Data supplied:
◇ ◇ ◇ ◇

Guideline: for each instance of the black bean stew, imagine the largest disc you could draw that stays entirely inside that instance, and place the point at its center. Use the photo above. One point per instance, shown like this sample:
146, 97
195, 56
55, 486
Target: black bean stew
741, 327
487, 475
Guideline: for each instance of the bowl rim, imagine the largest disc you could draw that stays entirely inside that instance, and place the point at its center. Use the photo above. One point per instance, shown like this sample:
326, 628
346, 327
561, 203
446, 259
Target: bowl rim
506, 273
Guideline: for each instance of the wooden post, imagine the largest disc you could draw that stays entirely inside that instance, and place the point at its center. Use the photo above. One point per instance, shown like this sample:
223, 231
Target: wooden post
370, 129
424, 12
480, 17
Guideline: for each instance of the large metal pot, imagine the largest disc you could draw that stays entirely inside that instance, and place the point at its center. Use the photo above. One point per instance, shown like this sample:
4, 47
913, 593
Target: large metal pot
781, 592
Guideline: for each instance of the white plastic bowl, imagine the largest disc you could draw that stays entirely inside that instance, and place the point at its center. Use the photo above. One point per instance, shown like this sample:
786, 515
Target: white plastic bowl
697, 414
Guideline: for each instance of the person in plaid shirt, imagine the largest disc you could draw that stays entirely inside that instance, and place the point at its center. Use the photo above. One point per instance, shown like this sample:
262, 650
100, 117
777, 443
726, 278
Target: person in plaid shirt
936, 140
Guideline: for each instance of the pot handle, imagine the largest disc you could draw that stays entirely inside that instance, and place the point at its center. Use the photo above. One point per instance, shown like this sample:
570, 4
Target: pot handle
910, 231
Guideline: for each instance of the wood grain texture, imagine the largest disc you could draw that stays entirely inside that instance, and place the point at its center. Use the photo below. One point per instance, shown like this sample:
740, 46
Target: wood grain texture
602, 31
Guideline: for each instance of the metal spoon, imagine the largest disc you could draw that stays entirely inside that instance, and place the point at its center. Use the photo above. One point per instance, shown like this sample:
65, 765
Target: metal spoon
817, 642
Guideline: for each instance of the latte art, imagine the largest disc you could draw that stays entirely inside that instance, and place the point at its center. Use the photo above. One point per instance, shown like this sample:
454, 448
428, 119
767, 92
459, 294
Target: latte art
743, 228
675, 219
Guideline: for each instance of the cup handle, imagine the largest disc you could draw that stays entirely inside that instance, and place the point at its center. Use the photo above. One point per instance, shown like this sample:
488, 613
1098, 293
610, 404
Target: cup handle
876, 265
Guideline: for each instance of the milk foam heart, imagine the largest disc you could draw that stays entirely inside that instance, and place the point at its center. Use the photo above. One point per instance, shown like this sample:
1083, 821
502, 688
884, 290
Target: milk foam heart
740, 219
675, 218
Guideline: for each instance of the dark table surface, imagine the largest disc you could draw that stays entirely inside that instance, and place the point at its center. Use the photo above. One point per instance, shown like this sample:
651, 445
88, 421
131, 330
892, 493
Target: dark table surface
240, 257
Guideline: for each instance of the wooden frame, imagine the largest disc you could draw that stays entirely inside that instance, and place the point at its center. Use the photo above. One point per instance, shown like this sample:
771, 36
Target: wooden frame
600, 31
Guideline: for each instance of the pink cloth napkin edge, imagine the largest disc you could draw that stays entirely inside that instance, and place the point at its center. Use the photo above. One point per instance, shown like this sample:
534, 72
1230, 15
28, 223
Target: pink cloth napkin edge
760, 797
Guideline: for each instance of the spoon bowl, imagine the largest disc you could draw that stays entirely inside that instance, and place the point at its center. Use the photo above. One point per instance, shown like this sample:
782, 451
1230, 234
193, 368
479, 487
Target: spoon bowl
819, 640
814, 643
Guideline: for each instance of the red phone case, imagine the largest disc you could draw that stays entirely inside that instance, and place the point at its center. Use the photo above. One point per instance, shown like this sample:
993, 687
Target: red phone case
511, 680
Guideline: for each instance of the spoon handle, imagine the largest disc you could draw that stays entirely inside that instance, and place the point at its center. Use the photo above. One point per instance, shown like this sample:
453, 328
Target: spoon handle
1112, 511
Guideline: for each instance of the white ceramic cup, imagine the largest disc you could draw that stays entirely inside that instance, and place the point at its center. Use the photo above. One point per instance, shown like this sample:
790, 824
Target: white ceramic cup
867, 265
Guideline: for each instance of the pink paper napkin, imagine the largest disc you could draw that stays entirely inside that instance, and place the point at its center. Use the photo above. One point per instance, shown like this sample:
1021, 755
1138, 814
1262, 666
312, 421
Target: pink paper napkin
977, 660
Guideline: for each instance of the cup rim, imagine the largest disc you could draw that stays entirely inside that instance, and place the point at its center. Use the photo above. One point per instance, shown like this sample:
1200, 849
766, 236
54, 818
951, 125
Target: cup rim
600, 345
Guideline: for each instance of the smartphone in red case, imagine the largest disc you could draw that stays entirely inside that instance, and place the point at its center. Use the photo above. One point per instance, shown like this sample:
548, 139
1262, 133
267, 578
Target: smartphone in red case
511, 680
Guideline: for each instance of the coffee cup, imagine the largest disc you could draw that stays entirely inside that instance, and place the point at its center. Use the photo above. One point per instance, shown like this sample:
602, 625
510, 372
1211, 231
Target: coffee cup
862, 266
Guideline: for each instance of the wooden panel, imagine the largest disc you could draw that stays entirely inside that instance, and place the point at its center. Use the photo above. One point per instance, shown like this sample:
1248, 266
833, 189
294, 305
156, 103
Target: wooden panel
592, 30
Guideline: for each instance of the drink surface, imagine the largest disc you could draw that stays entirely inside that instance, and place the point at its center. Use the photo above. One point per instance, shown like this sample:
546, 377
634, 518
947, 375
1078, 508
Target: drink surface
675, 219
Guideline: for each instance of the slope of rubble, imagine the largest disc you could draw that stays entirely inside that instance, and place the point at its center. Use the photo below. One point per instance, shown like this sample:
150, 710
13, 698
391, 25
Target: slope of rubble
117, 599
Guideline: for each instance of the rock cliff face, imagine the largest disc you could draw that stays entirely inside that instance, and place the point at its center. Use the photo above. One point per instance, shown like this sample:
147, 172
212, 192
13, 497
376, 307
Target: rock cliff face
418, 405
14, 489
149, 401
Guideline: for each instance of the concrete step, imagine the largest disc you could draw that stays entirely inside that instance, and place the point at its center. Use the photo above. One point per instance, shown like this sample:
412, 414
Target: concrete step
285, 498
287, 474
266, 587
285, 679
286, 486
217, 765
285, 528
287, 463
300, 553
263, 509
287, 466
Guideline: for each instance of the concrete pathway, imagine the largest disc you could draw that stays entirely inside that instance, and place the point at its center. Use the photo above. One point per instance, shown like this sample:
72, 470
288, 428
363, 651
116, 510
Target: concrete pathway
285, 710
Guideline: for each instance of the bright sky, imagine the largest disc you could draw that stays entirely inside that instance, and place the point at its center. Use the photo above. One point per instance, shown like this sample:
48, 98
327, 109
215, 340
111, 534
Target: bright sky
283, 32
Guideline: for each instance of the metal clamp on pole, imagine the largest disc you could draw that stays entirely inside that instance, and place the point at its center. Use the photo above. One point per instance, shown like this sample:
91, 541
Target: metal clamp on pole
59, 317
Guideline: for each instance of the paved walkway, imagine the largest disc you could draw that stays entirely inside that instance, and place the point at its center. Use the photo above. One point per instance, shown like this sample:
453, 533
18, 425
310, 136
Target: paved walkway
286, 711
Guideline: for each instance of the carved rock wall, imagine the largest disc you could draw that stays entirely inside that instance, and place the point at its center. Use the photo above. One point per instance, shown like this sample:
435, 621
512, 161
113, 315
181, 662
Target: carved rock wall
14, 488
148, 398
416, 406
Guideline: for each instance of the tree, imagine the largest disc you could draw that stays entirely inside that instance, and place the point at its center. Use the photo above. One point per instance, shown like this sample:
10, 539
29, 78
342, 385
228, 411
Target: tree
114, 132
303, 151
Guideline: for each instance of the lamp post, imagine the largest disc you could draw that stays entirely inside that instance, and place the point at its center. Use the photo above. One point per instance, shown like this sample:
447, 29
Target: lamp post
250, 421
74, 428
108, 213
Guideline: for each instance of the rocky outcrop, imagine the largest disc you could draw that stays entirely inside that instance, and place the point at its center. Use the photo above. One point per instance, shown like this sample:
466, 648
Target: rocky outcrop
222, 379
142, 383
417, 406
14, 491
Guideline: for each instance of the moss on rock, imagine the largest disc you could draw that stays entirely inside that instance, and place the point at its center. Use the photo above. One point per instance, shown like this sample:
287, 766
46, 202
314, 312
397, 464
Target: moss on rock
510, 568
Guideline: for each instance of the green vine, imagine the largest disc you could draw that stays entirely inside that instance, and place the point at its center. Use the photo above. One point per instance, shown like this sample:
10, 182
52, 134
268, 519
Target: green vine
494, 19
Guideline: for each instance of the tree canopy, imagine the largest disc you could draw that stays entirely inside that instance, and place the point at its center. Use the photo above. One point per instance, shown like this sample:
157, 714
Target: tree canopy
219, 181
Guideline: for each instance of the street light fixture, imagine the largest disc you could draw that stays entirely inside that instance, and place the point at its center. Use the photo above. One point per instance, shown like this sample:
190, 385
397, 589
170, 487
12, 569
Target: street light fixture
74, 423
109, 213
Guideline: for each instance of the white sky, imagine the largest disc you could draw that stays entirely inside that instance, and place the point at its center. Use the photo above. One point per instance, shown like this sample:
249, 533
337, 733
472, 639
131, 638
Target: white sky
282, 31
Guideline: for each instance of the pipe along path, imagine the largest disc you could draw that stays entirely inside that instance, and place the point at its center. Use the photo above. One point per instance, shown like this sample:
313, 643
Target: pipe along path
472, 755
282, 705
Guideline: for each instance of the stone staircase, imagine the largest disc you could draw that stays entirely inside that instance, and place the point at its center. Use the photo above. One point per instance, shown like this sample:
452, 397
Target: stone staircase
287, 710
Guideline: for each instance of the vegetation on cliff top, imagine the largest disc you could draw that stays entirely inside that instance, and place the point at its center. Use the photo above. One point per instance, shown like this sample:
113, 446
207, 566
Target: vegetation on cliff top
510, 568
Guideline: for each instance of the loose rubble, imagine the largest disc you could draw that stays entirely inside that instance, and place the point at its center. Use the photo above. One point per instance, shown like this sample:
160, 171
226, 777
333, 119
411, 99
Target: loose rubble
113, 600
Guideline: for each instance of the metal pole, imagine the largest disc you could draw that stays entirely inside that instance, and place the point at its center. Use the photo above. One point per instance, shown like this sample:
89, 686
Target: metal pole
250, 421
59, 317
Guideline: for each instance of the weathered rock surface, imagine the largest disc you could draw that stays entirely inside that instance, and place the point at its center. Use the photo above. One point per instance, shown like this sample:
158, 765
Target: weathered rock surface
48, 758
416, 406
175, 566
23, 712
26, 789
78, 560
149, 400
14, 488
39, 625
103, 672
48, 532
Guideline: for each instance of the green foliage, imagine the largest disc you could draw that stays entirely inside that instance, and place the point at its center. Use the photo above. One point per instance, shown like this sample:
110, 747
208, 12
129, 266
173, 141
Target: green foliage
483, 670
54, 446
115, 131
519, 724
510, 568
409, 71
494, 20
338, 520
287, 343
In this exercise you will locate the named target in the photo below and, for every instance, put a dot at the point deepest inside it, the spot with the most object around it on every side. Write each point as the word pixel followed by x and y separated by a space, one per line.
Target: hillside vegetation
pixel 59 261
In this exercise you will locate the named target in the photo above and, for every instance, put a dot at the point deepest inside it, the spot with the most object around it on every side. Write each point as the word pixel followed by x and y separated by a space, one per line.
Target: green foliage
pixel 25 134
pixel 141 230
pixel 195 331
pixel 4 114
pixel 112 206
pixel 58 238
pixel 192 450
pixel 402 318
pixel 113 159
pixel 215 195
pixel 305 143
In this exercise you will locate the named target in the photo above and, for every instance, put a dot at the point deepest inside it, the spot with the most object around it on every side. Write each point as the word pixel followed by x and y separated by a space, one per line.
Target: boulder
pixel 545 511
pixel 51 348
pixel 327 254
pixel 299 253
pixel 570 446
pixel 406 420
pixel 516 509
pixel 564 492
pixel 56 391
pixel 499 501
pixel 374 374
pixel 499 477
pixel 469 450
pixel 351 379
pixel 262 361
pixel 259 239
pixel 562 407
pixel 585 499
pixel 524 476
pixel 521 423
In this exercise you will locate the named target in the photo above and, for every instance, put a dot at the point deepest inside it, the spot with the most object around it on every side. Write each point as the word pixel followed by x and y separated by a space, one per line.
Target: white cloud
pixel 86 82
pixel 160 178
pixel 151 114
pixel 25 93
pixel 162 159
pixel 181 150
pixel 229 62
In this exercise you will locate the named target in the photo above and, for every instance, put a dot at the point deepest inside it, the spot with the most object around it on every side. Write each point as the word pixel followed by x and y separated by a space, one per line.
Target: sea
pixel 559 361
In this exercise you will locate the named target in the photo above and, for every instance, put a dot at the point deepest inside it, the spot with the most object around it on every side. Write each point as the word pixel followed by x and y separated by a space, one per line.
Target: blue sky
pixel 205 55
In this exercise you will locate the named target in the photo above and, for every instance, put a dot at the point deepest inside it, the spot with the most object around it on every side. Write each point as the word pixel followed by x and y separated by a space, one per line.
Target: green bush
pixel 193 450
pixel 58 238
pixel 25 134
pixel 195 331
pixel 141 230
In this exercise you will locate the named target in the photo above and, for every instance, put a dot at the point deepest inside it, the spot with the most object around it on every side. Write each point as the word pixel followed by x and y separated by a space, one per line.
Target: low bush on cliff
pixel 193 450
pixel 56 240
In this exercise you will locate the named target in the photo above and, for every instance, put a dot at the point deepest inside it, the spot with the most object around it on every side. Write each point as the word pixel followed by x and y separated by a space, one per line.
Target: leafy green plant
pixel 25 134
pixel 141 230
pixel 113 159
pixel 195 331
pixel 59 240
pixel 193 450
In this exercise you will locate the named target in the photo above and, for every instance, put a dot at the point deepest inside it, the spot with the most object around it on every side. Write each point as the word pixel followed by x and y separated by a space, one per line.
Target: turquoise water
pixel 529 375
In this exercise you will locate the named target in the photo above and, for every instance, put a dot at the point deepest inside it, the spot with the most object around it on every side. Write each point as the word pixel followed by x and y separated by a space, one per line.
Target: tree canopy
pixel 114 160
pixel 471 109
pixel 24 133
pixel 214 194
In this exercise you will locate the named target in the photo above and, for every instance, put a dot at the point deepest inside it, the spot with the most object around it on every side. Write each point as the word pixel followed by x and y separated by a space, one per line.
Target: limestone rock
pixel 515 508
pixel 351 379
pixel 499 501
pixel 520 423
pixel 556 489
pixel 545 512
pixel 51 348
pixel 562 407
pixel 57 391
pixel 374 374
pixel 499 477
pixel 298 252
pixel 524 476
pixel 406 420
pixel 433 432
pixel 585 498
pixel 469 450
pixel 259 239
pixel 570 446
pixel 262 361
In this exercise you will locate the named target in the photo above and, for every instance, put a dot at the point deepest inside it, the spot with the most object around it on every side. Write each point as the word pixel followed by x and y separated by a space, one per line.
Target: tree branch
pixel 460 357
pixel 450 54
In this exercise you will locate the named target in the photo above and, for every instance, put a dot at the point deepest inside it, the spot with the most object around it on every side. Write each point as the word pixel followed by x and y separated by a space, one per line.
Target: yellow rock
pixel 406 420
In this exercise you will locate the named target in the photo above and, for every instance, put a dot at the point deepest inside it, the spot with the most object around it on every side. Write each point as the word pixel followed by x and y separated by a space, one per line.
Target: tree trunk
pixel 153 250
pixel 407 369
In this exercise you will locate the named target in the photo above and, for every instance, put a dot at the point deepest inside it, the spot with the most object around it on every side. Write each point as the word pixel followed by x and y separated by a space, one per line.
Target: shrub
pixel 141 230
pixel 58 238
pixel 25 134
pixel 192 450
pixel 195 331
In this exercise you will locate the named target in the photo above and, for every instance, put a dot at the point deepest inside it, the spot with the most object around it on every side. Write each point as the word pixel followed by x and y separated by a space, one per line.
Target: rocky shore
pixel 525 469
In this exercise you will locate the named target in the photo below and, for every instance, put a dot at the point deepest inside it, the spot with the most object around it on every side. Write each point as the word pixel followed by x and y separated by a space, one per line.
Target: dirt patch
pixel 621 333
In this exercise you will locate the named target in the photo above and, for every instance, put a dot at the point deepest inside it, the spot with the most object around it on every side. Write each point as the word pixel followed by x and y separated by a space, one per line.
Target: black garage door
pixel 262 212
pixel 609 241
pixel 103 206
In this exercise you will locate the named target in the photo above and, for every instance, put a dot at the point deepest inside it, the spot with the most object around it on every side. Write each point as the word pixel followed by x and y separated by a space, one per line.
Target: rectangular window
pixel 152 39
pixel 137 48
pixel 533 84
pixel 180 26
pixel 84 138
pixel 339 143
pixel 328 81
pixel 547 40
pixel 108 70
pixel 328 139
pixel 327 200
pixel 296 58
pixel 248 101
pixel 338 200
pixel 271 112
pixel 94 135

◇ ◇ ◇ ◇

Activity:
Go through the data above and return each line containing the string "below".

Reply to the task:
Guideline: for each instance of the wood grain texture, imagine the largest disc you could draw that stays entirely inside that instance, and place the point at its center. Use the photo below. One point per instance, shown like this sample:
Guideline: for each instance of the slope of rubble, imagine the largest disc you could draw that stays entirely inside that instance, and place the point at its center. Use the photo below. One point per instance, shown like this sample:
In this exercise you will locate the named target in the photo below and, for every instance, put a dot at the point deepest inside it, the spot with the most object around it on every side. Write each point as the word pixel followed by x and y separated by a space, one per line.
In this exercise you will locate the named target in the photo below and, for every instance, put a dot at the point deepest inside it, the spot with the most object around it on every side. Write each point as the word pixel followed by x and y separated by a space, one per line.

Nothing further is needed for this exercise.